# GIVEN REQUEST:
Identify the line that contains "of the wavy" in the material. Output it and every line after it, unchanged, through the end.

# EXTRACTED INFORMATION:

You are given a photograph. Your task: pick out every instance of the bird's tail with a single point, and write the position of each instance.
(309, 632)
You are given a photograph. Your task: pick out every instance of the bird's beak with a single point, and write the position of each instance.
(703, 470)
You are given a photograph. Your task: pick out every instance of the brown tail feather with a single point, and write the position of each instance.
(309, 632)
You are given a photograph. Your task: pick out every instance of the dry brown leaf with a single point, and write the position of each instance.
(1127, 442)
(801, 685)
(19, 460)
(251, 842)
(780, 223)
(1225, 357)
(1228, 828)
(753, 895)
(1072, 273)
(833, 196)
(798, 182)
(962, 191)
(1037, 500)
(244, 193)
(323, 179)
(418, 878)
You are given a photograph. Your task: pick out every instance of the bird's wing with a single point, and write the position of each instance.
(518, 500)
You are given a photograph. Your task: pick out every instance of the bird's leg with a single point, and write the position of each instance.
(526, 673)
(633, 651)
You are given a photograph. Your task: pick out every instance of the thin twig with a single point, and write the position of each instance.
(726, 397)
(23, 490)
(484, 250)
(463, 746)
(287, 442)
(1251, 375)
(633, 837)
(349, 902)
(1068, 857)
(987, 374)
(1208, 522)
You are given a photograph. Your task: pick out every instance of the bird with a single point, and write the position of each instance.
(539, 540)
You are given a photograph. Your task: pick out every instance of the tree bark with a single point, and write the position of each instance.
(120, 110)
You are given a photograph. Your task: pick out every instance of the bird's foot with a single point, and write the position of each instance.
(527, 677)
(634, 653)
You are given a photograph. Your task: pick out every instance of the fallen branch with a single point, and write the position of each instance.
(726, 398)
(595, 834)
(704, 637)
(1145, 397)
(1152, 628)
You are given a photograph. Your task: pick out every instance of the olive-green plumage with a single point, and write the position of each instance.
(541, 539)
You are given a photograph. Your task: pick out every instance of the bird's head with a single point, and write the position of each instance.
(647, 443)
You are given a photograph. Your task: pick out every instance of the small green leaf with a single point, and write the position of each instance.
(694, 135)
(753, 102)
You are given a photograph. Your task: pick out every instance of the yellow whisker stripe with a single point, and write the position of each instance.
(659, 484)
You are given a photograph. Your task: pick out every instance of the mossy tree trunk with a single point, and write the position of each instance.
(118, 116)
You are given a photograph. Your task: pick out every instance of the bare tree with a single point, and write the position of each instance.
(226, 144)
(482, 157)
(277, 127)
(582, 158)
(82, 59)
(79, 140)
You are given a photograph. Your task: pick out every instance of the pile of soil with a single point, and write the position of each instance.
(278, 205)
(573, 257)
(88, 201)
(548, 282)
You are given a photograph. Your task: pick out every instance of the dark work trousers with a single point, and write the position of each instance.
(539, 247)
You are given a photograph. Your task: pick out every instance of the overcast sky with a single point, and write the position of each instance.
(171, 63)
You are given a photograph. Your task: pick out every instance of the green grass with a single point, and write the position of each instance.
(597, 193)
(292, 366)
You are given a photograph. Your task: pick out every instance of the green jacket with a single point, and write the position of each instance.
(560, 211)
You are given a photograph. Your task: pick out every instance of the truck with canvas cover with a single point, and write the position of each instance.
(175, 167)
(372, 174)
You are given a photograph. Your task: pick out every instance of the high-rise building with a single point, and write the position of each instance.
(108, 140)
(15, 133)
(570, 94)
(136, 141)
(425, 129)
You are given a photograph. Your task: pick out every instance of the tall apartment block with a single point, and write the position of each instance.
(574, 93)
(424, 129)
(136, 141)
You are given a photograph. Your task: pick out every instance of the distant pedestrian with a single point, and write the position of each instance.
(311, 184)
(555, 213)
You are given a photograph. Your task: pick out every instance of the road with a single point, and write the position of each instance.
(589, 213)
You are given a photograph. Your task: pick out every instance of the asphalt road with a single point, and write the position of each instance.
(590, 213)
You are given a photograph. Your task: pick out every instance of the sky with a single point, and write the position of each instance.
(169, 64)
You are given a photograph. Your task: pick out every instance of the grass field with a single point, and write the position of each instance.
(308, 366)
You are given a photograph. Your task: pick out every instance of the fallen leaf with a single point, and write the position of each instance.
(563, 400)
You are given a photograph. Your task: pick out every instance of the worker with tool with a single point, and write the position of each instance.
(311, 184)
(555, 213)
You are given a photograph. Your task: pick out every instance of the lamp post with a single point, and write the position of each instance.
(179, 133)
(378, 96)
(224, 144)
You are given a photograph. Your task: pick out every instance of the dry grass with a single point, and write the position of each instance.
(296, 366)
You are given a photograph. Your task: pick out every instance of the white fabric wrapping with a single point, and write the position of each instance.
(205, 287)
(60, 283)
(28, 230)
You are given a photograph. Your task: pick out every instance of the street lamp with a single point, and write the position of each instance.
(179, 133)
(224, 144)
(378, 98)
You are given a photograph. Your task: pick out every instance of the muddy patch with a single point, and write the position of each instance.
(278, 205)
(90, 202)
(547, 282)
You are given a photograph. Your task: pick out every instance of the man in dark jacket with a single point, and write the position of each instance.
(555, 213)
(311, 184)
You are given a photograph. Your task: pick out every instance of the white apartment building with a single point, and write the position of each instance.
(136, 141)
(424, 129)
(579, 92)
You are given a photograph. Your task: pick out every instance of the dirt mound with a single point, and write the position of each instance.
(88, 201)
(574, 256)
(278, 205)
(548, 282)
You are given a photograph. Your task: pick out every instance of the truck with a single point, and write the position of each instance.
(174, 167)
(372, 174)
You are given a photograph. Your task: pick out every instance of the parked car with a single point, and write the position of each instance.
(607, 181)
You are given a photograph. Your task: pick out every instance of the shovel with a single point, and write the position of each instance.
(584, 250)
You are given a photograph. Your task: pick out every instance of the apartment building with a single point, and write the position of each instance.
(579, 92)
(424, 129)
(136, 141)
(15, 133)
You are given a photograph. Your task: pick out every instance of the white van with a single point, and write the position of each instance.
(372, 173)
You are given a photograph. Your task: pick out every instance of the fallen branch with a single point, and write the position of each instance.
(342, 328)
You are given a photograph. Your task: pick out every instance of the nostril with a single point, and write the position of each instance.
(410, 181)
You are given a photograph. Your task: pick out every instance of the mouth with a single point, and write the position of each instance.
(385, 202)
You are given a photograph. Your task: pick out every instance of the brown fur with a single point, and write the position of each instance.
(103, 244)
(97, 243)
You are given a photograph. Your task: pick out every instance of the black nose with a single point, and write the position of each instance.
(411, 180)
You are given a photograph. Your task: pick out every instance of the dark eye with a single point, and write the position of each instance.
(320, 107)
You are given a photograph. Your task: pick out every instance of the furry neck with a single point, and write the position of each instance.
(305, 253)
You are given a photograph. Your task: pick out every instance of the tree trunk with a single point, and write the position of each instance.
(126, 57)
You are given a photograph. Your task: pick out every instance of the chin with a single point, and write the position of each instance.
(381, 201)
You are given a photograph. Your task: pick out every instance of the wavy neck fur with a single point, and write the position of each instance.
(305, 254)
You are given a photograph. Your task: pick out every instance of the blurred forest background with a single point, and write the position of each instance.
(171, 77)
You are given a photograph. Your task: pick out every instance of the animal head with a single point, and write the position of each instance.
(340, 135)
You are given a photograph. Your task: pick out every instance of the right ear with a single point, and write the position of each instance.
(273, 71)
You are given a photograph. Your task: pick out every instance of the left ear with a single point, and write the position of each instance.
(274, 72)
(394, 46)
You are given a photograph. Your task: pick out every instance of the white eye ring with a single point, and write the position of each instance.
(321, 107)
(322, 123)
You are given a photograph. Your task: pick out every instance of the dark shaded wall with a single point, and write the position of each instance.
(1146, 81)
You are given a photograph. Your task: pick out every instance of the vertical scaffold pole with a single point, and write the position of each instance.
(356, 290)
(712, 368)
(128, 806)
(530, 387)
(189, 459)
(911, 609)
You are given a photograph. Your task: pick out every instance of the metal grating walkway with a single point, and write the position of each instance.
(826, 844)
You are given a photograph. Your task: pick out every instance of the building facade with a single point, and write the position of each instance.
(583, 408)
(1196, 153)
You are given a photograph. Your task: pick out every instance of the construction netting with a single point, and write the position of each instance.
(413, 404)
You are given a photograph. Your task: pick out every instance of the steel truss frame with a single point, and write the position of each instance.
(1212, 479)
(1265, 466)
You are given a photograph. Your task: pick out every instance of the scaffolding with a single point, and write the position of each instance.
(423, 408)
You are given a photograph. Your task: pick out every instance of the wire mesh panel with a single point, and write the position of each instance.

# ANSWER IN FULL:
You are given a photograph. Your task: pick out every instance of the wavy neck fur with a single point, and write the position of each instance.
(305, 254)
You are given a photograph. Your task: pick out every instance of the blurred forest background with a single point, and write the position of each instance.
(171, 77)
You are given a photograph. Your task: pick out every instance of the animal head with a single point, and write the position of each instance.
(340, 135)
You are given a photograph. Your task: pick out every instance of the right ear with a single point, and write the position of each instance.
(273, 71)
You are given a photograph. Your task: pick out every instance of the left ear with a single point, and write the position of each instance.
(274, 72)
(394, 46)
You are given a photograph. Your task: pick out every instance of the white eye ring with a single point, and write the position of each instance.
(321, 107)
(322, 123)
You are given a photograph. Your task: pick out every instance of the dark shaded wall with a single point, and write the position of each instance.
(1146, 81)
You are given a photograph. Your task: pick out every instance of the vertical scaffold pole with a single point, and write the position of each instance.
(356, 290)
(712, 368)
(128, 806)
(530, 387)
(189, 459)
(911, 609)
You are given a photograph. Your task: pick out every instance of the metal grating walkway with a single point, and write the position of each instance.
(826, 844)
You are given a photograph. Your task: pick out every instance of the building facade with a single point, and write the position of each instance.
(583, 408)
(1196, 153)
You are given a photograph. Your task: pick out every instance of the construction netting with a single point, and write the position of each instance.
(413, 404)
You are given a photograph. Your task: pick out every instance of the steel truss frame with a single point, and write the position of each instance.
(1212, 479)
(1265, 466)
You are given a photograph. Your task: pick out every instance of the scaffolding with a single point, and write the position of each instance.
(423, 408)
You are given a photograph. Your task: pick out every instance of the wire mesh panel with a single point, and write the position of each instance.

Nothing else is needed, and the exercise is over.